### Exercise requirements
Extract all data as written.

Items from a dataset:

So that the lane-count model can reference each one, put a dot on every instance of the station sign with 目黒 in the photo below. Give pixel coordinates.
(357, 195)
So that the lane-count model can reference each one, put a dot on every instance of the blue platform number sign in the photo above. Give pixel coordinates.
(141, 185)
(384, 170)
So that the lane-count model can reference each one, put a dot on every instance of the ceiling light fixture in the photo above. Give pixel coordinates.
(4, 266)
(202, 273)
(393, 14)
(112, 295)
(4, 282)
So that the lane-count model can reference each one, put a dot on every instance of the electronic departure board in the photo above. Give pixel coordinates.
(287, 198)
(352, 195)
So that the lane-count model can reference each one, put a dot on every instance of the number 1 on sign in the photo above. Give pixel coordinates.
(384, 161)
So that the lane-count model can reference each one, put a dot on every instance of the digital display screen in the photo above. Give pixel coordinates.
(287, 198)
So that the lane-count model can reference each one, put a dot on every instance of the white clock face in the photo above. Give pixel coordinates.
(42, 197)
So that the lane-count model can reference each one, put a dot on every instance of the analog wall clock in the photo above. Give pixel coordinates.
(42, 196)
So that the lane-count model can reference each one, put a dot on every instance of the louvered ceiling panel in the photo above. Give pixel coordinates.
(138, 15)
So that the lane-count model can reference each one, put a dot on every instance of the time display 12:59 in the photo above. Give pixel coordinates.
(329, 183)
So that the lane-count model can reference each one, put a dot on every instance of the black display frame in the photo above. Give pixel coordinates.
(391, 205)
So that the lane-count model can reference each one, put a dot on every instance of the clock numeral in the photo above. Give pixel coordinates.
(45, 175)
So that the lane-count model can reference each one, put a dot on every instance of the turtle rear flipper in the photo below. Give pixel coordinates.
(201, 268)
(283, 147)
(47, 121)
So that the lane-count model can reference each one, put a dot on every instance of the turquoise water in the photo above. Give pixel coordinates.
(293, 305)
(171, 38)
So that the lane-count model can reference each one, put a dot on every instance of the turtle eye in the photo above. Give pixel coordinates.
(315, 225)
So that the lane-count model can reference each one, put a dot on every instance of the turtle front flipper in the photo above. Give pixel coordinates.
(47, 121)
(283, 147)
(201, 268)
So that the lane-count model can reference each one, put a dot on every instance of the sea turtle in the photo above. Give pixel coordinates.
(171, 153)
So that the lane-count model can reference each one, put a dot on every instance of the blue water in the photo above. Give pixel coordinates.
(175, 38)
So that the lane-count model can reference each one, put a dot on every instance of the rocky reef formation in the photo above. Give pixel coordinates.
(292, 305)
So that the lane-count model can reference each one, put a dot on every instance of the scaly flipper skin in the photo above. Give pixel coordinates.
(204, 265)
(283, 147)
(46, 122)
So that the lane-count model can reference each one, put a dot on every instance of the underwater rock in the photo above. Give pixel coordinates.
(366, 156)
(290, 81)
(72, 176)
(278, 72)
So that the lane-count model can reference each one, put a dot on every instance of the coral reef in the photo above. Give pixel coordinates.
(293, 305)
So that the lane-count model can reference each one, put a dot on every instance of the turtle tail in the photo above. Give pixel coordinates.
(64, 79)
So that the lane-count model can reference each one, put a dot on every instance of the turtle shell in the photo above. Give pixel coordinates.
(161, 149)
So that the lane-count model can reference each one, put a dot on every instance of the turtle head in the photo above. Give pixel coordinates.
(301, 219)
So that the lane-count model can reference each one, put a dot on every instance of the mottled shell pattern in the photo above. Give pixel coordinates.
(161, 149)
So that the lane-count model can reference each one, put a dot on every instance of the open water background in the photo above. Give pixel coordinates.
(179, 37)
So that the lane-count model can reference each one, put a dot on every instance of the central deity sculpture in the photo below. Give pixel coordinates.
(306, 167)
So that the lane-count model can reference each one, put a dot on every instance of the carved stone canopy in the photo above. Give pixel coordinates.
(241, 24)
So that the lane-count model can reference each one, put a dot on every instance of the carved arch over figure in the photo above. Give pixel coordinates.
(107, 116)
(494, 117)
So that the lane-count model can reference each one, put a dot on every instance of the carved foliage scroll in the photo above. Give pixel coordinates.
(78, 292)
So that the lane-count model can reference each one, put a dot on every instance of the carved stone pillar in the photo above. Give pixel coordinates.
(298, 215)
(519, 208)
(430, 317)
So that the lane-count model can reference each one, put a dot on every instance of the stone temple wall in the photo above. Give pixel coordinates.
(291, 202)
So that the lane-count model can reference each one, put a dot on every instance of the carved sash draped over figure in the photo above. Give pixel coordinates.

### Answer box
So that the lane-count model can reference each one, put a dot on every instance of the station sign with 目黒 in the photo below. Give pixel coordinates.
(357, 195)
So that the lane-count model can reference each one, put a dot on every instance of the blue platform number sign in the photo above. Give pixel coordinates.
(141, 185)
(384, 170)
So that the lane-count model can reference each one, put a dot on every instance of the ceiling light fixture in the photo above. Give pixel coordinates.
(4, 266)
(202, 273)
(393, 14)
(112, 295)
(4, 282)
So that the lane-count model can reference each one, put a dot on every instance of the electronic departure board in the photo above. Give pixel coordinates.
(287, 198)
(352, 195)
So that the lane-count model can reference each one, put a dot on every instance of the number 1 on sign in the photo above. Give pixel coordinates.
(384, 161)
So that the lane-count model can reference each one, put a dot on every instance of the digital display screen in the photo above. Give pixel coordinates.
(287, 198)
So that the lane-count model can reference each one, put a dot on every instance of the white clock face in the photo above. Give pixel coordinates.
(42, 197)
So that the lane-count model can reference each one, put a dot on every instance of the analog wall clock in the photo above. Give pixel coordinates.
(42, 196)
So that the lane-count model can reference each one, put a dot on every instance of the louvered ceiling panel in the photo above. Give pixel coordinates.
(138, 15)
So that the lane-count model can reference each one, put a dot on every instance of the time display 12:59 in the photo above. Give pixel coordinates.
(329, 183)
So that the lane-count model can reference each one, put a dot on every instance of the black display frame in the photo above. Give pixel coordinates.
(391, 205)
So that the lane-count model can reference each one, put a dot on every instance of the clock numeral in the photo above. Give pixel coordinates.
(45, 175)
So that the lane-count model can reference each one, put a dot on every instance of the turtle rear flipper in the photo below. Give pixel coordinates.
(201, 268)
(283, 147)
(47, 121)
So that the lane-count model can reference each one, put a dot on every instance of the turquoise water in the photo above. Give pixel coordinates.
(293, 305)
(171, 38)
So that the lane-count model can reference each one, put a dot on every instance of the turtle eye in the photo above. Give pixel coordinates.
(315, 225)
So that the lane-count model can reference each one, put a dot on every instance of the turtle front flipper in the photo above. Give pixel coordinates.
(47, 121)
(283, 147)
(201, 268)
So that the lane-count model can reference each one, put a dot on every instance of the sea turtle in the photo above. Give pixel coordinates.
(171, 153)
So that the lane-count model can reference each one, put a dot on every instance of the blue water in the photo above. Give pixel coordinates.
(175, 38)
So that the lane-count model can reference each one, put a dot on every instance of the rocky reef formation in the photo above. Give pixel coordinates.
(292, 305)
So that the lane-count model can reference each one, put a dot on every instance of the scaly flipper skin in the photo above. Give pixel coordinates.
(204, 265)
(283, 147)
(46, 122)
So that the lane-count model can reference each one, put a dot on every instance of the underwater rock in the photo above. Give pixel coordinates.
(366, 156)
(290, 81)
(72, 176)
(278, 72)
So that the lane-count model can reference each one, put a dot on every instance of the coral reef in the photo above. Give pixel coordinates.
(293, 305)
So that the lane-count model can reference each one, put a dot on every instance of the turtle tail in the photo above. Give pixel coordinates.
(64, 79)
So that the lane-count model can reference each one, put a dot on every instance of the turtle shell in the photo above. Give pixel coordinates.
(161, 149)
So that the lane-count model can reference each one, put a dot on every instance of the turtle head in the photo above. Give pixel coordinates.
(301, 219)
So that the lane-count model can reference each one, put a dot on every instance of the mottled shell pattern in the photo above. Give pixel coordinates.
(161, 149)
So that the lane-count model can reference each one, put a dot on every instance of the open water background in the photo above. Give pixel coordinates.
(179, 37)
So that the lane-count model can reference each one, put a dot on every instance of the central deity sculpture in the photo below. Give pixel coordinates.
(306, 167)
So that the lane-count model can reference each one, put a dot on every instance of the carved stone canopy in the photo above. Give pixel coordinates.
(241, 24)
So that the lane-count model can reference each one, put a dot on every instance of the carved arch over figure in the photo above. Give pixel coordinates.
(107, 116)
(494, 117)
So that the lane-count model can reference each one, put a dot on every instance of the carved foliage scroll in the photo above. Give pixel coordinates.
(78, 292)
So that the lane-count model can reference each one, put a dot on every instance of the carved stone pillar in the photo above. Give pixel coordinates.
(298, 215)
(519, 208)
(430, 317)
So that the lane-count model can reference each one, put a dot on every instance of the stone temple wall in the photo above. Give pixel coordinates.
(291, 202)
So that the lane-count model can reference each one, put a dot on every instance of the carved sash draped over figure in the photo above. Give pixel coordinates.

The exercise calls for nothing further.